**What the task requires**.
Give the records again. Keep them exact and leave out the images.

[Records from a data collection]
=== Begin Enclosure ===

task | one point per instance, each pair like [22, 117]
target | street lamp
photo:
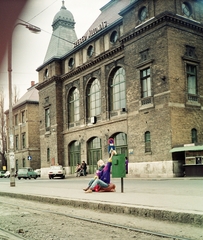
[33, 29]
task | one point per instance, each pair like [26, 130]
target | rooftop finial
[63, 5]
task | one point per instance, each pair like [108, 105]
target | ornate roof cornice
[165, 17]
[96, 60]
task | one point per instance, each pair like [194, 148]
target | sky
[29, 49]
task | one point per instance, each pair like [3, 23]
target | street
[178, 196]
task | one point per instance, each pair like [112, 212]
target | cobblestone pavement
[26, 219]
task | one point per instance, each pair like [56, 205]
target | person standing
[102, 178]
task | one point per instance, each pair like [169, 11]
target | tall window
[191, 79]
[23, 140]
[16, 120]
[48, 155]
[194, 135]
[94, 99]
[145, 83]
[47, 118]
[121, 144]
[118, 90]
[147, 142]
[23, 162]
[74, 106]
[74, 155]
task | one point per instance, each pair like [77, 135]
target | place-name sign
[91, 33]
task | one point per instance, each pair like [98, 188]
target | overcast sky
[29, 49]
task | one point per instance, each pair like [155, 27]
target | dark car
[26, 173]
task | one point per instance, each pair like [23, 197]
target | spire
[63, 5]
[63, 36]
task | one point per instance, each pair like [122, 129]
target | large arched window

=== End Enclosure ===

**Result below**.
task | one point per instance, each pair like [22, 117]
target | street lamp
photo:
[33, 29]
task | one point per instance, each pair like [26, 130]
target | rooftop finial
[63, 5]
task | one point per instance, each pair like [108, 105]
target | ornate roof cornice
[165, 17]
[96, 60]
task | one point per instance, each pair like [194, 148]
target | sky
[29, 49]
task | one point per instance, each pair like [3, 23]
target | street
[178, 196]
task | one point per instance, each pair like [112, 212]
target | cobblestone pavement
[26, 219]
task | one point per instance, each pair like [56, 205]
target | person standing
[102, 178]
task | one point per instance, each pair like [169, 11]
target | tall window
[191, 79]
[23, 140]
[16, 120]
[48, 155]
[194, 135]
[94, 99]
[145, 83]
[47, 118]
[121, 144]
[118, 90]
[147, 142]
[23, 162]
[74, 106]
[74, 155]
task | one point per instance, each pair like [77, 135]
target | place-name sign
[91, 33]
task | one point per instance, each pair like [98, 188]
target | overcast sky
[29, 49]
task | one point per instance, each pair like [155, 27]
target | dark car
[26, 173]
task | one point per instance, each pair like [23, 197]
target | spire
[63, 5]
[63, 36]
task | one point per instance, each pair like [122, 129]
target | large arched window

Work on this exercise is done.